## Exercise passage:
Calling this a beat (SFM)

Sprouts Farmers Market reported EPS of $.57 in Q2, above expectations of $.51 due to better margins. SSS grew 2% with positive transactions. Management said they are seeing signs of the consumer trading down. E-commerce represented 11% of sales. Gross margins expanded 30bps, improving from flat sequentially, driven by shrink and lower distribution costs. The company continues to pass on higher product prices. SG&A increased 6% YOY and deleveraged by 30bps. SG&A growth was driven by new stores, labor, and credit card fees.

Management guided Q3 EPS to $.49-.53, bracketing consensus expectations of $.51. Comparable store sales are expected to increase 1-2%. For the year, management guided EPS to $2.18-2.26 vs. consensus expectations of $2.13 and SSS between 1-2%. Last quarter management revised the EPS outlook for the year to the low end of the $2.14-2.24 range. Management’s confidence has improved from the prior quarter as aggressive price increases are passing on cost increases. SSS of 2% while food at home inflation was 11-12% points to a significant loss of the customer's wallet, likely resulting in future traffic losses. Management calling Q2 a beat appears myopic. 

Solvency or Liquidity (APPH)

## Parts of the exercise:
• 1. In the Sprouts Farmers Market note, what share of sales came from e-commerce?
• 2. Please extract, word for word, the part of the Sprouts Farmers Market note that opens with the words containing "Calling this a" and closes with "credit card fees.".
The rows after this sentence are separate material, unconnected to the Sprouts Farmers Market note.

## Data under study:
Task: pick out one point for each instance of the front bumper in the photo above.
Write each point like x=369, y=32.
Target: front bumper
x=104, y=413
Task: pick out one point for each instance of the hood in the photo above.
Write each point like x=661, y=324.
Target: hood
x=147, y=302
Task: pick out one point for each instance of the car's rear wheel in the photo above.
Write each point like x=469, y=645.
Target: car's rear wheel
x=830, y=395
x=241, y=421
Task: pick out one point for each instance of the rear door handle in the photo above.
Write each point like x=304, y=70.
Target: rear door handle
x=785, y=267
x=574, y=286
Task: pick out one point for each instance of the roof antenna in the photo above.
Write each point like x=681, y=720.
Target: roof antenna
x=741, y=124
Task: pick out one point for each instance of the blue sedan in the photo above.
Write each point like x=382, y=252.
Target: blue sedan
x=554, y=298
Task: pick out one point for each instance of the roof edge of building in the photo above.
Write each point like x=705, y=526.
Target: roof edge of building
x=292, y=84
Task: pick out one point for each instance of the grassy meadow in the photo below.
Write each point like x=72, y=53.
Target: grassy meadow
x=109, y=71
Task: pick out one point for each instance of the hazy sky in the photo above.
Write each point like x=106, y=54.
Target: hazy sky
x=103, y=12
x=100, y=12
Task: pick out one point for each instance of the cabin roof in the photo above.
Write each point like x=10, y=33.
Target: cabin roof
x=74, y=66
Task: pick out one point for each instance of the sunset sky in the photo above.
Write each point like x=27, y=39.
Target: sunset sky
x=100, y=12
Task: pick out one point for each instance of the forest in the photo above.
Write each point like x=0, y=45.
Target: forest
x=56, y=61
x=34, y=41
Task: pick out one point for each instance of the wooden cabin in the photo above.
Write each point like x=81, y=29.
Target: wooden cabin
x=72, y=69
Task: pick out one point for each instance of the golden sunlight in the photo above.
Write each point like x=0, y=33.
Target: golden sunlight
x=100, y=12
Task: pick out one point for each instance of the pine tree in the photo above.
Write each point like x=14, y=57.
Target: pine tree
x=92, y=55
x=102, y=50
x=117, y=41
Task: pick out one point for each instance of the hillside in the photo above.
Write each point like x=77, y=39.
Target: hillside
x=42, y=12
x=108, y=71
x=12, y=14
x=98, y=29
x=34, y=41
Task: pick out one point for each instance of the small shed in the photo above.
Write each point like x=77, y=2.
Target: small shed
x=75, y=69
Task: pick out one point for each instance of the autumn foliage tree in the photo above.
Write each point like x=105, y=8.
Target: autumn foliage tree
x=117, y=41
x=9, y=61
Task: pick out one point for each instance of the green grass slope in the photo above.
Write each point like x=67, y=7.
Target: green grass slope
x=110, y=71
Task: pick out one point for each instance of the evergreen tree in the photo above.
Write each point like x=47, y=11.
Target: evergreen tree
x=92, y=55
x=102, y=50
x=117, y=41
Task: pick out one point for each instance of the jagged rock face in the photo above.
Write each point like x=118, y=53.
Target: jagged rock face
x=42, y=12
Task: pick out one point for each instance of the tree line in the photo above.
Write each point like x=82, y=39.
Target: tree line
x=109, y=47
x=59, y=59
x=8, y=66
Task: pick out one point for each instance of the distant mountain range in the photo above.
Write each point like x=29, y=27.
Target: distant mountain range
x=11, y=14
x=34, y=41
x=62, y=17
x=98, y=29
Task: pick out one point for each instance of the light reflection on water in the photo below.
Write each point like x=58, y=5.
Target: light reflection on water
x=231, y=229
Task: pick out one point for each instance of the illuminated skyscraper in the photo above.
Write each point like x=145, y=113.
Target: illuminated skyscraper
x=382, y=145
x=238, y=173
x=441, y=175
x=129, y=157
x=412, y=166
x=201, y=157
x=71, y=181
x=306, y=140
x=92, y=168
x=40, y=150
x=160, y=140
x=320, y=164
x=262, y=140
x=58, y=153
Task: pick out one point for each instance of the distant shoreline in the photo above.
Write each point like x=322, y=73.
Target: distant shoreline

## Answers in order:
• 1. 11% of sales

• 2.
Calling this a beat (SFM)

Sprouts Farmers Market reported EPS of $.57 in Q2, above expectations of $.51 due to better margins. SSS grew 2% with positive transactions. Management said they are seeing signs of the consumer trading down. E-commerce represented 11% of sales. Gross margins expanded 30bps, improving from flat sequentially, driven by shrink and lower distribution costs. The company continues to pass on higher product prices. SG&A increased 6% YOY and deleveraged by 30bps. SG&A growth was driven by new stores, labor, and credit card fees.